THE REVIVAL OF MOUNTRAIL’s ”OLD” SWEET SPOTS

This post is an update and slight expansion of my previous post In Bakken (ND) it is now mostly about McKenzie County about developments in light tight oil (LTO) extraction in the Bakken/Three Forks formations in North Dakota.

It also includes a little about developments in LTO extraction from Bakken/Three Forks in Elm Coulee, Montana.

Harsh winter weather affected additions of producing wells and also caused a total estimated 300 additional producing wells (relative to entering winter) to be shut in with different durations. The total effects from well additions that was below what was estimated to sustain a level production, and the high number of wells shut in caused total LTO extraction to move sideways last winter, with a small dip during December and January.

Figure 01: The chart above shows development for annual tight oil extraction from the Bakken/Three Forks formations in North Dakota [green area and rh scale]. The black line shows development in the interest for the US 10 - Year Treasury [lh scale].
Figure 01: The chart above shows development for annual tight oil extraction from the Bakken/Three Forks formations in North Dakota [green area and rh scale]. The black line shows development in the interest for the US 10 – Year Treasury [lh scale].
Interest rates had for some time been on a downward trajectory and the extraction of tight oil from Bakken/Three Forks started to grow while interest rates continued to be lowered and the Fed and other central banks started their rapid expansion of their balance sheets. Assisted with a tighter global supply/demand balance the oil price moved higher.

Figure 02: The chart above shows monthly net additions of producing wells (green columns plotted against the rh scale) and development in LTO extraction from Bakken (ND) (thick dark blue line, lh scale) as of January 2000 and as of April 2014. The 12 Month Moving Average (12 MMA) is also plotted (thick dotted dark red line, lh scale).
Figure 02: The chart above shows monthly net additions of producing wells (green columns plotted against the rh scale) and development in LTO extraction from Bakken (ND) (thick dark blue line, lh scale) as of January 2000 and as of April 2014. The 12 Month Moving Average (12 MMA) is also plotted (thick dotted dark red line, lh scale).

April 2014 had an average daily extraction rate of 937 kb/d LTO from the Bakken/Three Forks formations in North Dakota. Harsh winter weather caused the extraction to move sideways for some months.

Figure 03: The chart above shows an estimate of cumulative net cash flows post CAPEX in manufacturing tight oil wells in the Bakken (ND) as of January 2009 and as of April 2014 (red area and rh scale) and estimated monthly net cash flows post CAPEX (black columns and lh scale). The assumptions for the chart are WTI oil price (realized price which is netted back to the wellhead), average well costs starting at $8 Million in January 2009 and growing to $10 Million as of January 2011 and $9 Million as of January 2013. All costs assumed to incur as the wells were reported starting to flow (this creates some backlog for cumulative costs as these are incurred continuously during the manufacturing of the wells) and  the estimates do not include costs for non- flowing and dry wells, water disposal wells, exploration wells, seismic surveys, acreage acquisitions etc. Economic assumptions; royalties of 15%, production tax of 5%, an extraction tax of 6.5%, OPEX at $4/Bbl, transport (from wellhead to refinery) $12/Bbl and interest of 5% on debt (before any corporate tax effects). Estimates do not include the effects of hedging, dividend payouts, retained earnings and income from natural gas/NGPL sales (which now and on average grosses around $3/Bbl). Estimates do not include investments in processing/transport facilities and externalities like road upkeep etc.
----
# Exercise set
• 1. Reproduce the passage of the Bakken tight oil post starting at "This post is" and ending at "in the Bakken/Three Forks formations in North Dakota.".
• 2. Write the next part of the post on Bakken tight oil extraction, picking up after its last sentence.
The items that follow have no connection to the post on Bakken tight oil.
----
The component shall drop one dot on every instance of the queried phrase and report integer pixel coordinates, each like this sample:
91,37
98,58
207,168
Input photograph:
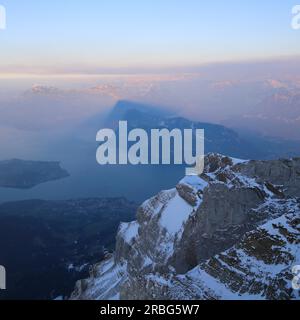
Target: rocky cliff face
232,233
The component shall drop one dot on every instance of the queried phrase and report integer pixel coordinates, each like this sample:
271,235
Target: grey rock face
202,239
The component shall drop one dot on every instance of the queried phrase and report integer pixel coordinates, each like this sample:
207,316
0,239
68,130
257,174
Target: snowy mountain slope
232,233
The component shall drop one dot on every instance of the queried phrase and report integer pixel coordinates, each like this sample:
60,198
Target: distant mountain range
218,138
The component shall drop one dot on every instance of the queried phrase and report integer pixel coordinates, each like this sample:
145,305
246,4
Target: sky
90,36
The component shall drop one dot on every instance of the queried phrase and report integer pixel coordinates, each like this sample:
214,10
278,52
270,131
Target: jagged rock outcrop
232,233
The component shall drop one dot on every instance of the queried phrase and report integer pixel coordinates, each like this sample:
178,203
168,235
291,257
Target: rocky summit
231,233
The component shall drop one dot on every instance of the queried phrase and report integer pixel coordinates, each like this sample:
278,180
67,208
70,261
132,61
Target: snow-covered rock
231,233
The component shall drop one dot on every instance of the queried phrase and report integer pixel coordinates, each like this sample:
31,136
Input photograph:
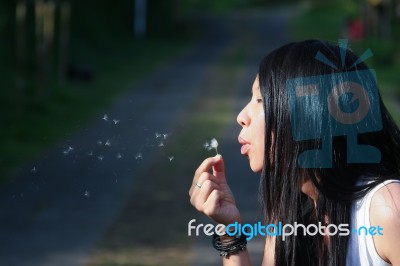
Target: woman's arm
385,212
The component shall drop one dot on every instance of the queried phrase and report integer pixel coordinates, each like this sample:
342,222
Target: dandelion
213,144
207,146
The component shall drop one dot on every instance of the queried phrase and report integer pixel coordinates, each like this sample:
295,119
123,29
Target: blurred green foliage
327,21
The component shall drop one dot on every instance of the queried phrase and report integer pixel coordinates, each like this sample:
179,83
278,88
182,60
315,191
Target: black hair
337,187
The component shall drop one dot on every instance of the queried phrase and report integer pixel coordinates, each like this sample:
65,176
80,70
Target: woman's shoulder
385,212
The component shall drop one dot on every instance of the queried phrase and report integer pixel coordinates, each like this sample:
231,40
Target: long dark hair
338,186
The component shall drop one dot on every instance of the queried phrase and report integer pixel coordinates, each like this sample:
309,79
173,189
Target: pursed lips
245,145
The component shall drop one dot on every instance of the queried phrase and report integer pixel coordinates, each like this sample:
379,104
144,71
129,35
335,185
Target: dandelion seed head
214,143
207,146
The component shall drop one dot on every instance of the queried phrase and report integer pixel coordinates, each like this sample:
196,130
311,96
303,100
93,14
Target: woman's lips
245,145
245,148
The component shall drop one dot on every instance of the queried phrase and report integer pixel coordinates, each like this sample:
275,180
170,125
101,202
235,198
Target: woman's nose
242,118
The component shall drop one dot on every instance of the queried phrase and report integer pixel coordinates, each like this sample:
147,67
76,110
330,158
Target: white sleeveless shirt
361,249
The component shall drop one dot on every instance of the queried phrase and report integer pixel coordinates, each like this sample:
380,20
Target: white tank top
361,249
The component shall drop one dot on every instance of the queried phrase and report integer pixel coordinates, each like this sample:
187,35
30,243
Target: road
59,204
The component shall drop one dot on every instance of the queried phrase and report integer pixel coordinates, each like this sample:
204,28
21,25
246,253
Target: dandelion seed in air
68,150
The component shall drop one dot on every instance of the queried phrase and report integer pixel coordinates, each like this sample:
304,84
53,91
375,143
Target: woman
335,189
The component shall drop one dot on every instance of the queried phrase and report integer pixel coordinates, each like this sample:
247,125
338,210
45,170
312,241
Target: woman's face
251,137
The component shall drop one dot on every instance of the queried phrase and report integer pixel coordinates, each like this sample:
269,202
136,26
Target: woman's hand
211,194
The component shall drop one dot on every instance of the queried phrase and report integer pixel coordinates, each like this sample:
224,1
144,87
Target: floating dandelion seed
68,150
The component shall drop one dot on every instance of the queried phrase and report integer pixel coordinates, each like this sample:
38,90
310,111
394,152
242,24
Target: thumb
219,167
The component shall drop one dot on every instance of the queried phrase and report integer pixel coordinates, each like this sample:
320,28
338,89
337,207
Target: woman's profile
311,190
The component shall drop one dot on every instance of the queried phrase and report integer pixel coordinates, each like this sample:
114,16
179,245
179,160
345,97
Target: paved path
266,31
60,204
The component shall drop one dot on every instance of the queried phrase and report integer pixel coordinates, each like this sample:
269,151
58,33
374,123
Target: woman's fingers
199,195
204,167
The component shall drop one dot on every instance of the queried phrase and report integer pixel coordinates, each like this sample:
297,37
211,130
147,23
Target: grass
67,107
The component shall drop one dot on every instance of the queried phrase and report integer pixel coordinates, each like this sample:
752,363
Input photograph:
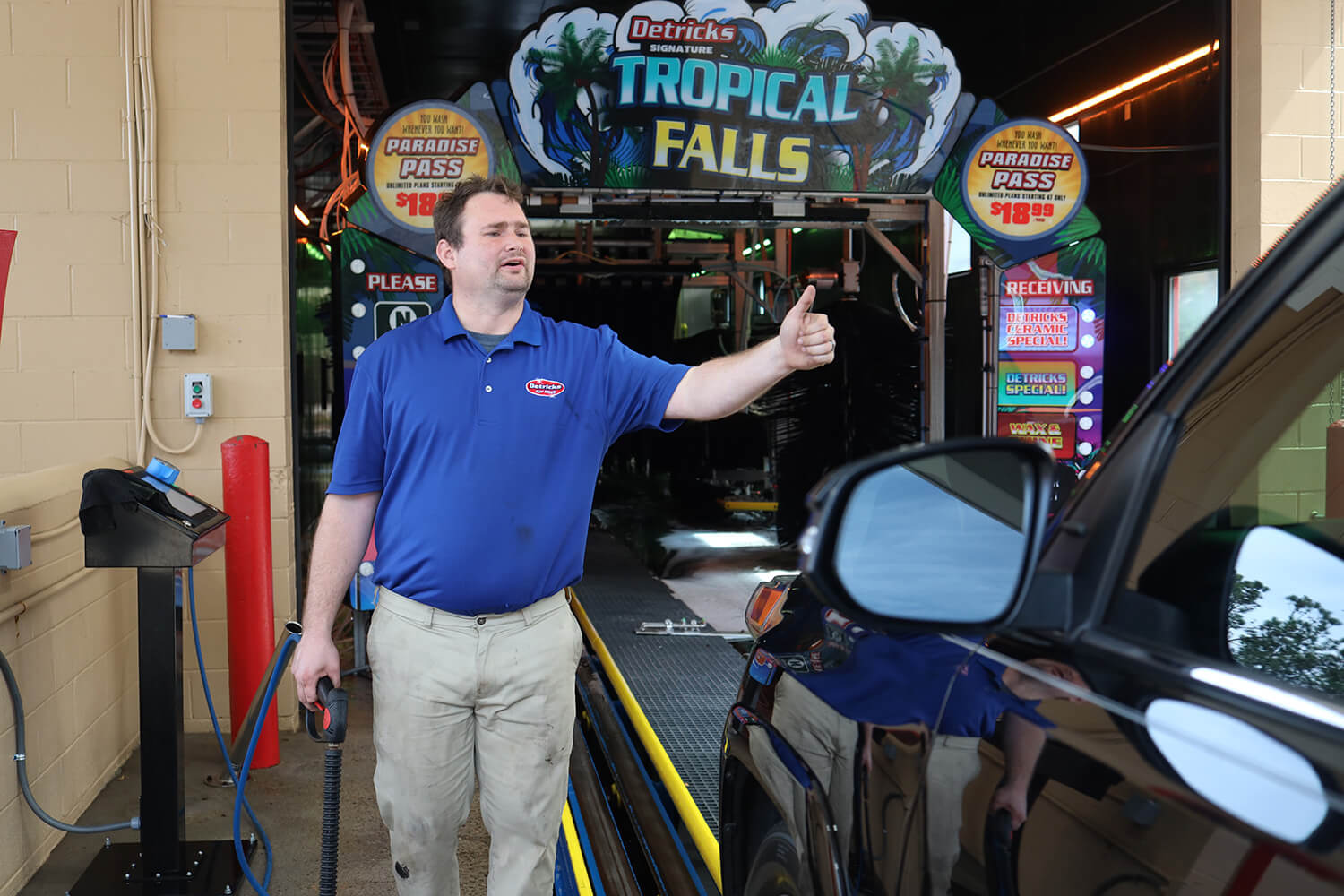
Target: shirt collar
527,330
----
# Answers for the exercise
• 1.
This post is an update and slight expansion of my previous post In Bakken (ND) it is now mostly about McKenzie County about developments in light tight oil (LTO) extraction in the Bakken/Three Forks formations in North Dakota.

• 2.
Figure 03: The chart above shows an estimate of cumulative net cash flows post CAPEX in manufacturing tight oil wells in the Bakken (ND) as of January 2009 and as of April 2014 (red area and rh scale) and estimated monthly net cash flows post CAPEX (black columns and lh scale).
The assumptions for the chart are WTI oil price (realized price which is netted back to the wellhead), average well costs starting at $8 Million in January 2009 and growing to $10 Million as of January 2011 and $9 Million as of January 2013. All costs assumed to incur as the wells were reported starting to flow (this creates some backlog for cumulative costs as these are incurred continuously during the manufacturing of the wells) and the estimates do not include costs for non- flowing and dry wells, water disposal wells, exploration wells, seismic surveys, acreage acquisitions etc.
Economic assumptions; royalties of 15%, production tax of 5%, an extraction tax of 6.5%, OPEX at $4/Bbl, transport (from wellhead to refinery) $12/Bbl and interest of 5% on debt (before any corporate tax effects).
Estimates do not include the effects of hedging, dividend payouts, retained earnings and income from natural gas/NGPL sales (which now and on average grosses around $3/Bbl).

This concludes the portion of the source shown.